**Work to complete**.
(a) Answer these questions using the talk on the seven deadly playwriting sins:
(i) On what date was the keynote speech given?
(ii) Which sin does the talk take up first?
(iii) How much does the talk say a writer gets for 15 minutes of children's TV?
(b) Write the next part of the talk on the seven deadly playwriting sins, beginning after its final sentence.

**Text passage**.

----------

Last Monday night – 6th June - 7-ON gave a (sort of a) keynote speech for the recent Playwrights’ Muster held at Griffin Theatre in Nimrod Street. Vanessa and Verity officiated and Hilary rang some invaluable bells (hijacked from Vanessa’s four year old son’s stash, in fact. Thank you, Tristan!). We promised we’d make (most of!) the text available on the blogsite for anyone who might be interested to check it out. So…here it is!
…7-ON has been asked to give a bit of a run down on the past year of playwriting in Australia.
We thought we’d do it via the 7 Deadly Playwriting sins. Obviously not all of 7ON are here and probably that’s quite lucky because we can get a bit rowdy and also seven writers means seven different opinions and that’s 49 takes on the 7 deadly sins and that’s a long night.
We all took a sin. We all wrote something in response.
We don’t pretend to know the answer to the questions that came up over the year. Instead, we invite you to reflect on these and chat further wherever you see fit.
SIN THE FIRST: GLUTTONY
That’s it. The food thing – all the chocs you eat while you write – addictions to the little canapés at opening nights, free asparagus on toast, baby meringues – or, or….any time any of us may possibly have over-indulged in a substance that may have led to a degree of dis-inhibition … … exuberance, for example… at any or indeed every… Playwriting Australia Conference? Or - indeed - Facebooking while drunk. All valid examples of playwrights and gluttonous behaviour. Here’s what the first 7ON sinner had to say:
“Gluttony is an interesting proposition for a playwright in Australia, since we are the lowest paid of all the performance writers. Write 15 minutes of children’s TV, you get $4,000: write 15 minutes for the stage you might get a well-scrounged $500. But more likely you’ll get a couple of comps and a carrot stick dipped in hummus. So the idea of a playwright having the money to gorge on anything is…quaint. Figuratively, of course, gorging on self doubt or paranoia or isolation are obvious sins. But in a lot of the debates that have raged this year, I’m sadly aware of a systemic sin – ‘midcareer’ comrades who feel chewed up and spat out and deemed no longer edible.
Meaning, in some real sense, our theatre community seems to have had its fill of writers who are quite probably in their prime. Why? Faddishmess? Lack of imagination? Perceived conservatism and aesthetic dullness of anyone over 35? The impossibility of being the Next Big Thing twice? Who knows? I mean when Caryl Churchill writes something new, the world rejoices. She’s 73.

----------

[Data items]
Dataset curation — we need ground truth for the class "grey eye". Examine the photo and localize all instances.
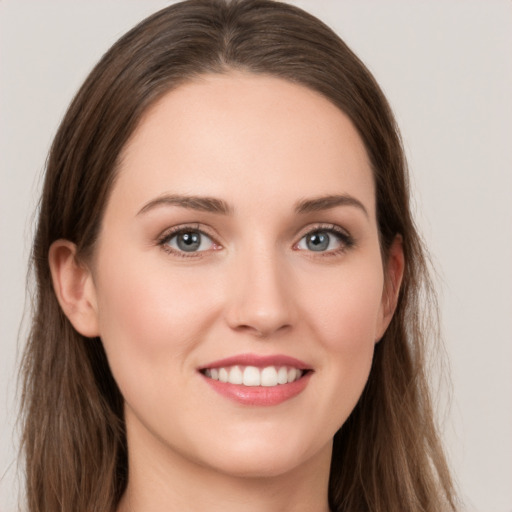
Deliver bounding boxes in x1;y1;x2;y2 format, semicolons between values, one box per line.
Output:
166;231;213;252
297;230;343;252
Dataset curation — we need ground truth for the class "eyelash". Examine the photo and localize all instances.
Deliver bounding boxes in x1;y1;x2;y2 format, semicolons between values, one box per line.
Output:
157;224;356;258
157;224;221;258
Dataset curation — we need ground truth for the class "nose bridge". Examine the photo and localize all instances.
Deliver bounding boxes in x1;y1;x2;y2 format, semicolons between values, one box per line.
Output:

----------

**Expected responses**.
(a)
(i) Monday, 6th June
(ii) Gluttony
(iii) $4,000

(b)
Is there a Churchill among us? We may never know. Playwrights decades younger than Churchill…are walking away- into the grateful arms of TV, poetry and academia. Why? To keep their joy. To not let it be devoured and spat out by the gluttonous beast of prevailing appetites and tastes. We sacrifice a lot to do what we do, but we must never sacrifice our joy. Which might mean knowing when to take your talent and training and expertise and insight elsewhere.”
So. Question: How many Australian playwrights are now finding their joy elsewhere?
SIN THE SECOND: SLOTH
Wikipedia defines SLOTH thus: Spiritual or emotional apathy, neglecting what God has spoken, and being physically and emotionally inactive
…through inactivity, one invites the desire to sin. "For Satan finds some mischief still for idle hands to do." Blah blah blah…There was a whole lot more of this sort of thing but frankly we couldn’t be bothered cutting and pasting anymore. Here’s our second sinner:
Sloth may seem an obvious playwright’s sin. Plop on your ug boots, ignore your emails, heat up yesterday’s coffee in the microwave, read the papers or go to the daytime movies for “research”. Loll about in front of the computer and write some shit but first you might see what’s happening on facebook or twitter. Read someone’s blog. Have sex. With someone else. Or yourself. Or just think about it for a bit and then go and eat some chocolate.
No need for makeup, for gym membership, let’s face it - barely any need for clothes really.
And apart from the writing bit which as we all know is incredibly relaxing and really really easy, there’s the what… phone calls to theatre companies? Emails to literary managers? Smoke signals to agents?Feeble attempts to set up meetings with artistic directors?
Half baked grant applications?
There’s a fair bit of postage involved yes, unsolicited scripts, competitions, so that’ll involve a walk or drive, a monetary transaction, shoving things into slots and of course there’s Officeworks, great lollyshop of a timesuck, biro-porn, sloth haven that it is. Hum de dum de dum…
Recently Australian quarantine were made aware of two animals being smuggled into Brisbane from Singapore, two small furry animals, terrified, clinging to each other, staring out with wide eyes and wondering what happened to their Southeast Asian jungle.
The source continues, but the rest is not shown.